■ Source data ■
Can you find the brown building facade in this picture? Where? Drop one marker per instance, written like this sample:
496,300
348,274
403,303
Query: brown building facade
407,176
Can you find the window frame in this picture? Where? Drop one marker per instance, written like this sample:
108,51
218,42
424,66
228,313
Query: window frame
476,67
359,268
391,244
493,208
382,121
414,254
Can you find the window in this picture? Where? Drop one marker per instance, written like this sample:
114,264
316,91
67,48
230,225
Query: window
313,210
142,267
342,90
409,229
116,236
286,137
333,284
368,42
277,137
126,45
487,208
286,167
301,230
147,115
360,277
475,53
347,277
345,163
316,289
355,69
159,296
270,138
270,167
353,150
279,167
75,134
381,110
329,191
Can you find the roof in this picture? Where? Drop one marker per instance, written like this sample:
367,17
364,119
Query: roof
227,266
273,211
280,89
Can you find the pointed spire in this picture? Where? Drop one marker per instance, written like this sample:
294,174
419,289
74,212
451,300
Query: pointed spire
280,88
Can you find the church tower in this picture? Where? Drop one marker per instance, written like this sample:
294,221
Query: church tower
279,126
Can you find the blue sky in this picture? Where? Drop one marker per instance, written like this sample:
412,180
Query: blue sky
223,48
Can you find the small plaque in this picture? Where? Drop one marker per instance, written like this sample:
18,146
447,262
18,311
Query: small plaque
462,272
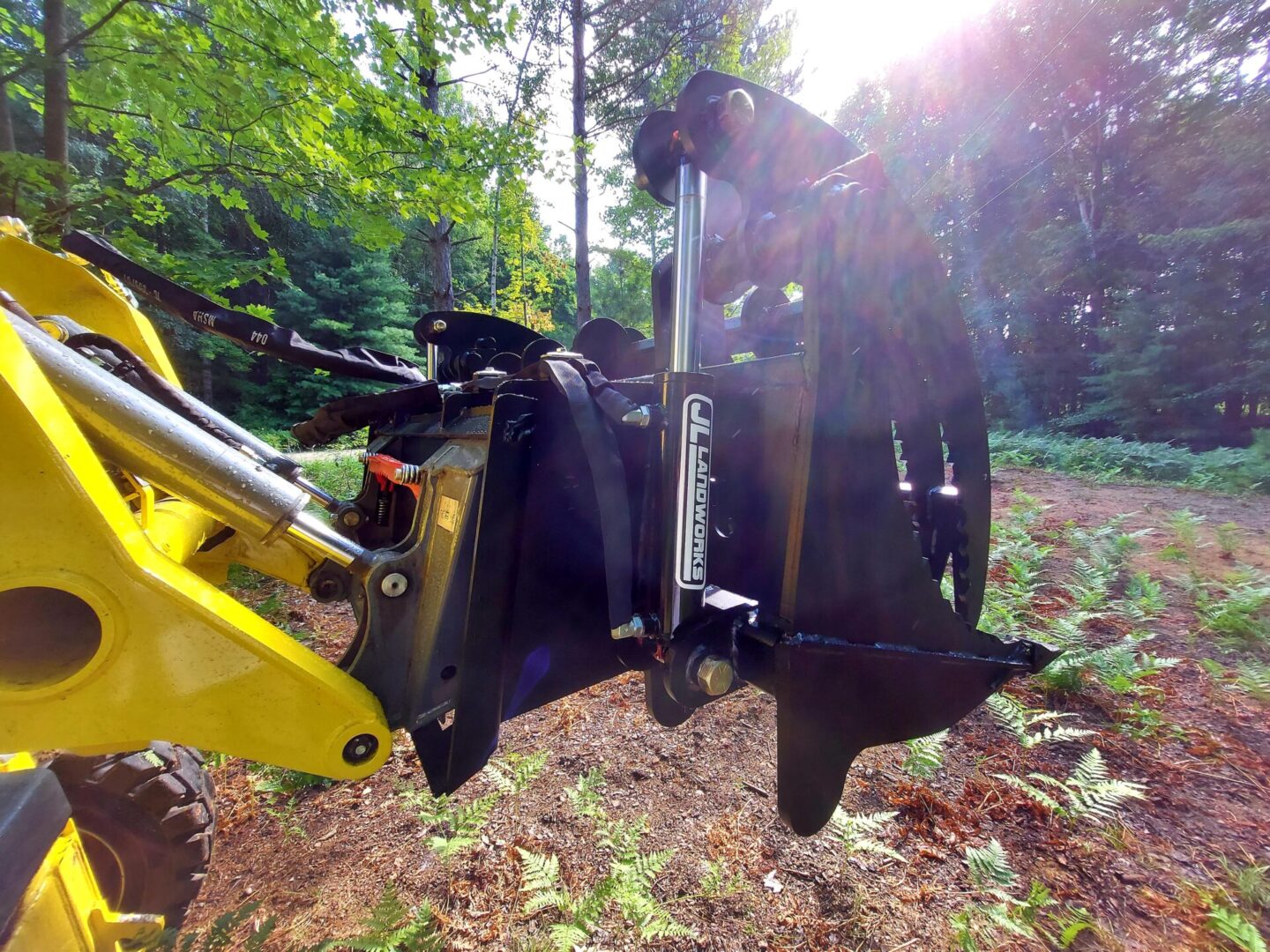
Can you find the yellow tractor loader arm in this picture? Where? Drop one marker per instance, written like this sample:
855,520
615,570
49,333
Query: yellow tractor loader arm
721,505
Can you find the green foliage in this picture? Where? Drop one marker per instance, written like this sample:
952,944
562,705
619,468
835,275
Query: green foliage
1114,460
1001,913
1235,926
267,778
392,926
1249,883
1185,527
1036,917
455,827
222,933
514,772
1236,609
925,755
1227,539
719,881
340,475
280,791
859,833
1143,598
1120,666
1020,720
1088,792
990,867
628,885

■ Short task ■
Output every one of the lines above as a JSON list of strings, one string per line, skipping blank lines and omitting the pictures.

■ Solution to this exercise ■
[
  "Can you find the brown building facade in this picture? Where? Drop one marker per instance, written like this sample:",
  "496,300",
  "348,274",
  "403,303",
  "Query: brown building facade",
  "407,176",
  "Can you find the window frame in this picture? Where? Drop one marker per instance, written like this sample:",
  "108,51",
  "218,42",
  "424,66",
  "228,313",
  "Query: window frame",
  "476,67",
  "359,268",
  "391,244",
  "493,208",
  "382,121",
  "414,254",
  "Can you find the window in this picture? Where? Drop one marker per instance, written like this sample:",
  "114,264",
  "316,91",
  "67,48",
  "230,225",
  "Query: window",
  "313,210",
  "142,267",
  "342,90",
  "409,229",
  "116,236",
  "286,137",
  "333,284",
  "368,42",
  "277,137",
  "126,45",
  "487,208",
  "286,167",
  "301,230",
  "147,115",
  "360,277",
  "475,53",
  "347,277",
  "345,163",
  "316,289",
  "355,69",
  "159,296",
  "270,138",
  "270,167",
  "353,150",
  "279,167",
  "75,134",
  "381,110",
  "329,191",
  "Can you find the roof in this picture? Where? Drop one marker per instance, written like this sample:",
  "367,17",
  "364,119",
  "Query: roof",
  "227,266",
  "273,211",
  "280,89",
  "Can you find the pointed spire in this picture? Where? Drop one marker per instance, written like this sample:",
  "294,174",
  "419,289",
  "74,212",
  "451,300",
  "Query: pointed spire",
  "280,88",
  "Can you find the church tower in this picture? Where? Drop one marker per instance, written like this sample:",
  "294,221",
  "Query: church tower",
  "279,126",
  "Can you find the blue sky in this picture? Where? Drop one marker per instance, written like this sample:",
  "412,180",
  "Query: blue sky",
  "223,48",
  "Can you find the small plaque in this picture? Where? Drop one marker per instance, written like this sample:",
  "18,146",
  "447,262",
  "18,311",
  "Query: small plaque",
  "462,272",
  "Can you find the yellow tractor loader arm in this picture? Where? Drop one marker per instance, written like this sample:",
  "855,520",
  "615,570",
  "49,333",
  "Query: yellow tractor loader arm",
  "721,505",
  "Can you find the green foliage in this picture? Where? Drop one marker per instance, written like this sample:",
  "952,944",
  "562,705",
  "619,468",
  "835,275",
  "Query: green foliage",
  "1114,460",
  "1001,913",
  "1235,926",
  "267,778",
  "392,926",
  "1249,883",
  "1185,527",
  "1036,917",
  "455,827",
  "222,933",
  "514,772",
  "1236,609",
  "925,755",
  "1227,539",
  "719,881",
  "340,475",
  "280,791",
  "859,833",
  "1143,598",
  "1120,666",
  "1020,720",
  "1088,792",
  "990,867",
  "628,885"
]